*Tasks for this exercise*:
1. According to the Port Antonio hospital account, how often was there an ENT clinic at Bustamonte Children's Hospital in Kingston?
2. From the Port Antonio hospital account, extract the passage that starts at "In the Jamaica, Pediatrics" and runs up to and including "to be done.".

*Extract to read*:

══════════════════════════════

A Day In Port Antonio

Yesterday we went to Port Antonio Hospital. This hospital was in Portland Parish, about a 2 hour drive through winding, hilly, jungle roads from our hotel. When we arrived (thanks to our very polite ride and hospital administrator, Mr. Campbell), we were warmly welcomed and put to work. We tried to start in the Peds ward, though the docs had already rounded for the day, so we went to the outpatient clinic.
In the Jamaica, Pediatrics is considered a subspecialty so we had a lot of patients that were referred to us from general practitioners. Again, we saw lots of rashes, URI’s, and scalp infections. We also saw two patients that we felt needed referral to ENT. One was a 2 year old male with language delay likely secondary to his tongue tie that was never corrected, and one 3 year old female with significant tonsillar hypertrophy and obstructive sleep apnea. Luckily (after a few phone calls and some very helpful nurses) we found out that there was an ENT clinic in Kingston at Bustamonte Children’s Hospital every Monday – in luck! We filled out referral forms and the parent’s seemed happy that something was hopefully going to be done.
After the Clinic and a quick lunch (we’re getting really good at making English Muffin sandwiches at the breakfast bar and stowing them), we went to the A&E to help out. We saw a mixture of patients, but a few stood out. We saw a 5 day old male that had some eye discharge, his eye looked fine and just had some drainage dried on his face. We thought this was maybe some lacrimal duct stenosis that was very normal, or maybe a very superficial infection, regardless our plan was some warm compresses and antibiotic eye drops. Though when we ran this by the attending doc, he said that he would admit this patient for 3 days of IV ceftriaxone, and erythromycin, tetracycline and neomycin eye drops. He could tell I looked surprised, and I said that that wasn’t standard practice in the states, and Ceftriaxone isn’t approved for a baby his age. At first he acknowledged my plan, but in the end he wanted to be “safe, rather than sorry” and admitted the patient. I was glad he entertained my input for a bit, but in the end it was his decision. Any thoughts about this from other docs that have been here and treated Opthalmia Neonatorum – they do get “eyes and thighs” in the deliver room.
Another patient we saw was a teenage girl with syncope, and after a good H&P we felt that this was orthostatic changes due to dehydration and she probably just needed some fluids. We told the nurse that we wanted to give her some fluids, and she handed me a glove (for a tourniquet) a cotton ball soaked in alcohol, and an IV cannula (one very different from the IV’s in the sates). Stephanie searched for a vein while i primed the tubes, and thankfully Stephanie got the IV in one try and we made it work! While this may seem like a small feat, we are so spoiled with our awesome nurses at Akron Children’s, we were both holding our breath!

══════════════════════════════

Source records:

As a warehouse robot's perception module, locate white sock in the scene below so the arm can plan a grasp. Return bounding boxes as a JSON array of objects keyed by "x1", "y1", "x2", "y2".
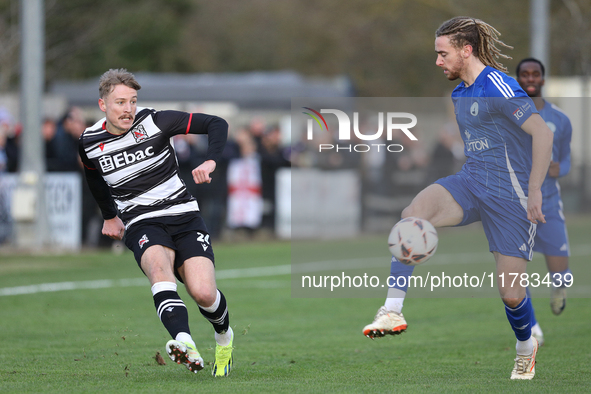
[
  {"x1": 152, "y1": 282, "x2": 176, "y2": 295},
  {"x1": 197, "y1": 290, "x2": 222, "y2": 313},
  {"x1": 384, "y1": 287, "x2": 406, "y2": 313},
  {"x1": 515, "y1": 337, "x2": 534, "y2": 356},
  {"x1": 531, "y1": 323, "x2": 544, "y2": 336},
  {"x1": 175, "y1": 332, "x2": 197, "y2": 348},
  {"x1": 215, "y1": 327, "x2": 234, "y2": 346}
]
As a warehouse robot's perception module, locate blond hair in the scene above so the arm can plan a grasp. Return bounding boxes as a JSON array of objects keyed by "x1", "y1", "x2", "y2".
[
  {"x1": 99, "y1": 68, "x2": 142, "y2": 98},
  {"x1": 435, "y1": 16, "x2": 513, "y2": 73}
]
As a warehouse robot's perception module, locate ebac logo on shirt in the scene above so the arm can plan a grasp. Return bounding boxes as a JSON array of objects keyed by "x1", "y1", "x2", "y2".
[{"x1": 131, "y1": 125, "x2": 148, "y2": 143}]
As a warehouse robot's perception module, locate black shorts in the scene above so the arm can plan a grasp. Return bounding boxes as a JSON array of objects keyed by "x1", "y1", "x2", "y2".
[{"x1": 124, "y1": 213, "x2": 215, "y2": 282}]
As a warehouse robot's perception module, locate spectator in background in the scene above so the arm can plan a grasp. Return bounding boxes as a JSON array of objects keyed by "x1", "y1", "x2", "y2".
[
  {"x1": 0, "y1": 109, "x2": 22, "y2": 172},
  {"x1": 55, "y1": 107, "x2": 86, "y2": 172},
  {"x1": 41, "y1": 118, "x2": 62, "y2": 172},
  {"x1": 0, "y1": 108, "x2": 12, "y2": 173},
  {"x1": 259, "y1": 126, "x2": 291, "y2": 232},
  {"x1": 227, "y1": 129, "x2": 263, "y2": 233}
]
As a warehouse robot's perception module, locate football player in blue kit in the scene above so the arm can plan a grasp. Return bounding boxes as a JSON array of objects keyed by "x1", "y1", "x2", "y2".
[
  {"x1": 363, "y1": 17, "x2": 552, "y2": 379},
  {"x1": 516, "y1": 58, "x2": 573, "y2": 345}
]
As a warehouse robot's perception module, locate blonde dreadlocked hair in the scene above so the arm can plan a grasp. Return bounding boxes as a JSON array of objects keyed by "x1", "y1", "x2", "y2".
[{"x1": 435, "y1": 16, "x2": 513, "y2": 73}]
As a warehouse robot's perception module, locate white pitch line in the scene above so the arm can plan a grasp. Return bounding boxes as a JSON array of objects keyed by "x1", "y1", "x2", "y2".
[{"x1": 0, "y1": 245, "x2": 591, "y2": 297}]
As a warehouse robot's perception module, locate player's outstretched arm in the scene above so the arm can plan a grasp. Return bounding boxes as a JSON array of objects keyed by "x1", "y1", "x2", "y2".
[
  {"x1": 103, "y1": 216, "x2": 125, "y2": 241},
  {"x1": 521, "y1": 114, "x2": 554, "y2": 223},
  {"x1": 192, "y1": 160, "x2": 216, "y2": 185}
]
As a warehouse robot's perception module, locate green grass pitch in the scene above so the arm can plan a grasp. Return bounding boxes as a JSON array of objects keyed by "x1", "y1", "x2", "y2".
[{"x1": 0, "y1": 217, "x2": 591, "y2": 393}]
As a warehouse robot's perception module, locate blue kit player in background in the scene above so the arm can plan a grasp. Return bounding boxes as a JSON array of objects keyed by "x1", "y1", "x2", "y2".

══════════════════════════════

*Outputs for the tasks*:
1. Every Monday.

2.
In the Jamaica, Pediatrics is considered a subspecialty so we had a lot of patients that were referred to us from general practitioners. Again, we saw lots of rashes, URI’s, and scalp infections. We also saw two patients that we felt needed referral to ENT. One was a 2 year old male with language delay likely secondary to his tongue tie that was never corrected, and one 3 year old female with significant tonsillar hypertrophy and obstructive sleep apnea. Luckily (after a few phone calls and some very helpful nurses) we found out that there was an ENT clinic in Kingston at Bustamonte Children’s Hospital every Monday – in luck! We filled out referral forms and the parent’s seemed happy that something was hopefully going to be done.